Provided text
####################
Among them is “Fly High,” set to music by Parker, perhaps the sweetest sounding song on the two CDs. It seems to be sung by a man who has walked out on love but is returning again, like he has before, to the love he regrets having messed up. Another is “My Revolutionary Mind,” set to music by Yames, in which Woody iterates his need for a woman who shares his political views.
A bunch of the songs date from the early-1950s, when Woody, already showing signs of Huntington’s disease spent time in California. Earlier songs from this period, like “Old L.A.,” written by Woody in 1950 and set to music by Parker are more lucid than some of the later ones. “Old L.A.,” actually sounds like it could have been an Eagles song from the 1970s.
But, Woody’s own understanding that something is wrong shows through in later songs. In “Talking Empty Bed Blues,” written in 1952 and set to music by Yames, Woody writes, “My neighbors all see me stumblin’ home; They c’n see there’s something pretty bad wrong.”
Another from that period is “San Antone Meat House.” The ‘meat house’ in question here is a brothel and the song is sung from the perspective of a prostitute whose life has pretty much been destroyed by her years in the meat house. It’s a scarier, more graphic step inside the more familiar house of the Rising Sun.
Scarier still is “Dope Fiend Robber,” written by Woody in December 1953 and set to music by Parker. It’s sung from the perspective of a strung out junkie who will stop at literally nothing to feed his jones and is filled with the kind of language and characterizations they now warn us about on cable TV movie channels. I have, of course, heard Woody’s recordings of traditional outlaw ballads like “Bad Lee Brown (Little Sadie)” and his own outlaw ballads like “Pretty Boy Floyd,” but those criminals were almost choir boys in comparison to the dope fiend robber.
A couple of songs written after Woody was hospitalized are particularly fascinating.
In “No Fear,” written December 8, 1954 at Brooklyn State Hospital, and set to music by Johnson, Woody writes like a man at peace with the inevitable given his illness, that he’s ready for death – a death that would actually be 13 years in coming.
And, in “Old Kokaine,” written that same month and set to music by Farrar, he writes like a man close to death, but not at peace thanks to the substances that he thought might have numbed the pain over the years of his deterioration – but didn’t.
The effects of Huntington’s disease can even be seen in the reproductions of Woody’s handwritten lyrics in the CD booklet. Compare his handwriting on those two songs to his handwriting of even a year or two earlier and then to the much earlier work.
There is much more in other songs beyond those I’ve mentioned. The lyrics on most of the songs on the album date from a period in which the United States was in the grip of McCarthyism and striding almost blindly into the age of nuclear proliferation and there are references to such developments in several songs.
As these songs – and others that have surfaced from the Archives over the past 20 years – reveal, Woody Guthrie was a much more complex thinker and writer than we ever could have known. Each of these projects of songs from the Archives fills in just a little bit more of our understanding.
Note: This review is based on the 2-CD deluxe edition of New Multitudes. A single CD version (the first of the two CDs in the deluxe version) is also available. But some of the songs I’ve mentioned are only available in the deluxe version.
Pictured: Mike Regenstreif, Nora Guthrie, Kris Kristofferson and Jimmy LaFave talk about the enduring legacy of Woody Guthrie at the 2007 Ottawa Folk Festival.
####################
Given data
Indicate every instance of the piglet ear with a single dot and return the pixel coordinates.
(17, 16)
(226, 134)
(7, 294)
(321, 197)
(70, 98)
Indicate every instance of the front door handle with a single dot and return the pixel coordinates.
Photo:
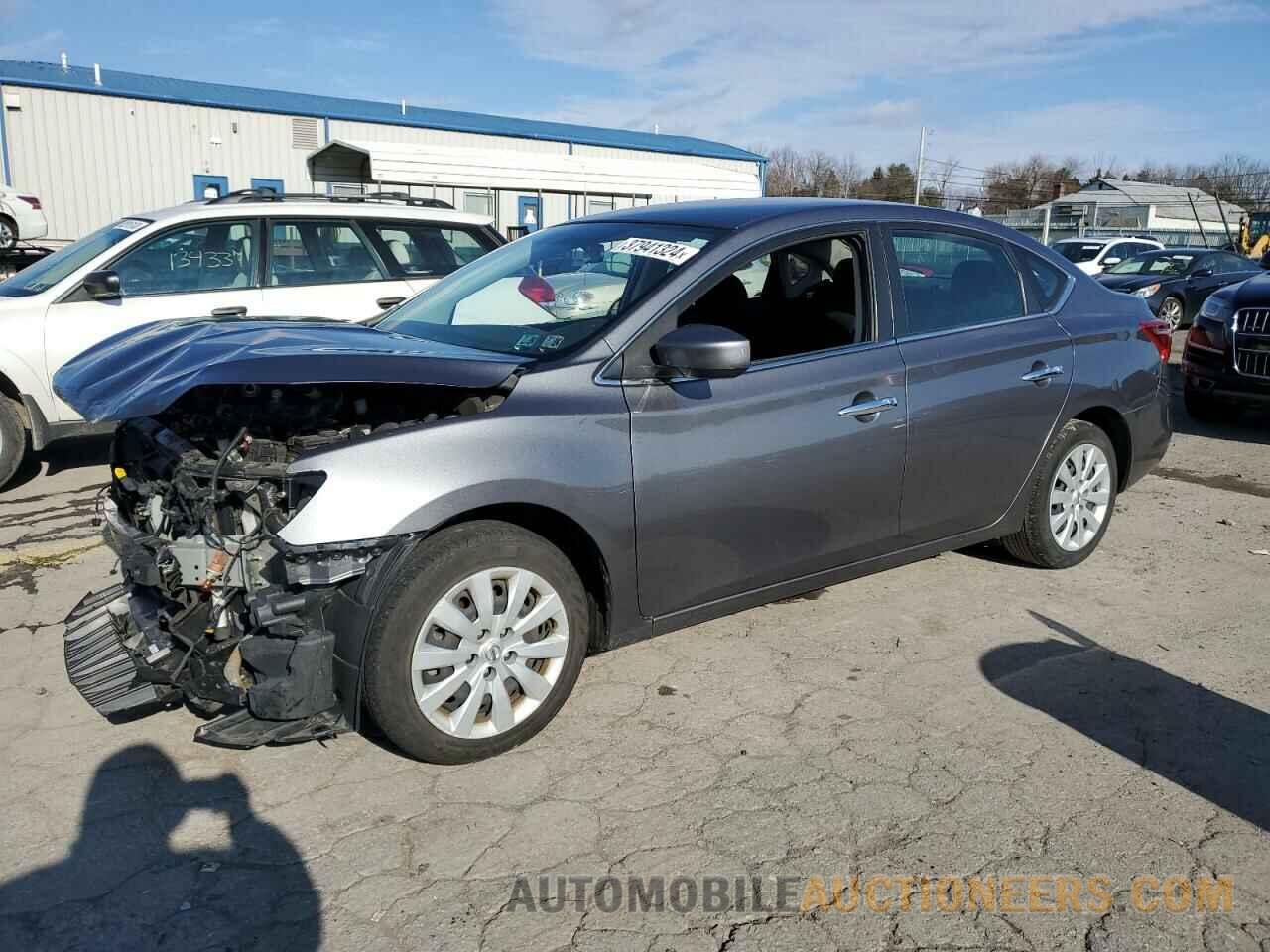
(1040, 373)
(869, 408)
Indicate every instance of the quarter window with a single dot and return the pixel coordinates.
(797, 299)
(430, 250)
(1051, 281)
(318, 253)
(209, 257)
(953, 281)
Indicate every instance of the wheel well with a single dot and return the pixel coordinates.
(1111, 422)
(9, 390)
(571, 538)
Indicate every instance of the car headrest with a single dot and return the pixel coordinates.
(719, 304)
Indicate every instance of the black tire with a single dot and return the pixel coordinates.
(1035, 542)
(1202, 407)
(440, 563)
(1180, 312)
(14, 440)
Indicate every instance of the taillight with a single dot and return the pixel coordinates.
(536, 290)
(1159, 334)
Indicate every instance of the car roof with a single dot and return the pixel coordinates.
(317, 208)
(734, 213)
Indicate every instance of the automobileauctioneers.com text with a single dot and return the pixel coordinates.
(878, 893)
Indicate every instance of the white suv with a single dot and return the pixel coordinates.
(1091, 255)
(22, 218)
(244, 255)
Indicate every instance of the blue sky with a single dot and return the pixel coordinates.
(1123, 81)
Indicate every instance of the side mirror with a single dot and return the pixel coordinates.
(702, 350)
(102, 285)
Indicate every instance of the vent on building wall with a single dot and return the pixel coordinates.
(305, 134)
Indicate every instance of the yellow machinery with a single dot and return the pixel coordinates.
(1255, 234)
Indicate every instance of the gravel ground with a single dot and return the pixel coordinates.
(964, 716)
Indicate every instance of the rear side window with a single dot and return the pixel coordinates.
(430, 250)
(211, 257)
(318, 253)
(952, 281)
(1049, 280)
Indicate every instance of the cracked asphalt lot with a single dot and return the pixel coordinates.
(960, 716)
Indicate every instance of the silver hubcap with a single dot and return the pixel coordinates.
(489, 653)
(1080, 497)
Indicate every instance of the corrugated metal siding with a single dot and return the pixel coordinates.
(116, 82)
(93, 159)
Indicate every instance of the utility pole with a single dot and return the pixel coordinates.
(921, 158)
(1224, 222)
(1198, 222)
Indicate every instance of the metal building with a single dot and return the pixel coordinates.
(98, 145)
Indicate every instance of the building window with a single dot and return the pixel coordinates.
(479, 203)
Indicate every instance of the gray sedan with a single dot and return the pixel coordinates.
(431, 521)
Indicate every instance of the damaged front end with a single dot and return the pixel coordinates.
(214, 607)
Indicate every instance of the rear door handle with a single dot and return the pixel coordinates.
(869, 408)
(1039, 373)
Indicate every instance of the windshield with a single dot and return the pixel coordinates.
(49, 271)
(552, 291)
(1153, 263)
(1079, 252)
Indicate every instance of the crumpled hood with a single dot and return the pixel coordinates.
(141, 371)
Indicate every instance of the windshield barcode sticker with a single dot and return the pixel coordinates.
(672, 252)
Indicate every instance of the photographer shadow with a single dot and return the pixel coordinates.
(1206, 743)
(126, 887)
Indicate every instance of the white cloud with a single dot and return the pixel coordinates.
(751, 71)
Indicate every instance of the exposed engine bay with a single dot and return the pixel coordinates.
(214, 607)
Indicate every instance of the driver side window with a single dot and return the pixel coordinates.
(797, 299)
(211, 257)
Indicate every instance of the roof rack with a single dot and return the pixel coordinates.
(254, 194)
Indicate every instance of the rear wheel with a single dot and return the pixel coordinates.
(1071, 499)
(14, 440)
(476, 644)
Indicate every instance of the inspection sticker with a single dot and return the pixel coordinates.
(672, 252)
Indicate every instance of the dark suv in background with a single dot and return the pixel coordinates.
(1225, 363)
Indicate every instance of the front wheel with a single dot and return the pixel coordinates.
(1173, 311)
(14, 440)
(1071, 499)
(477, 643)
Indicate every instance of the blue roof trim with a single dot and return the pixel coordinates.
(132, 85)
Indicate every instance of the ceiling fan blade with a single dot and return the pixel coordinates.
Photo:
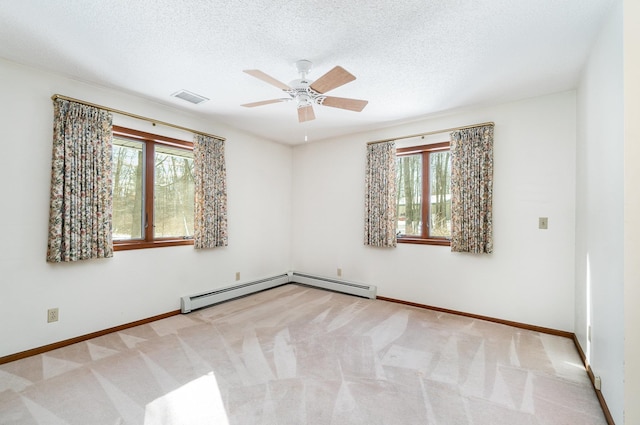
####################
Task directions
Reproduce, word for word, the passage of the New Multitudes review that opens with the words containing "There is much" and closes with "of our understanding.".

Exercise solution
There is much more in other songs beyond those I’ve mentioned. The lyrics on most of the songs on the album date from a period in which the United States was in the grip of McCarthyism and striding almost blindly into the age of nuclear proliferation and there are references to such developments in several songs.
As these songs – and others that have surfaced from the Archives over the past 20 years – reveal, Woody Guthrie was a much more complex thinker and writer than we ever could have known. Each of these projects of songs from the Archives fills in just a little bit more of our understanding.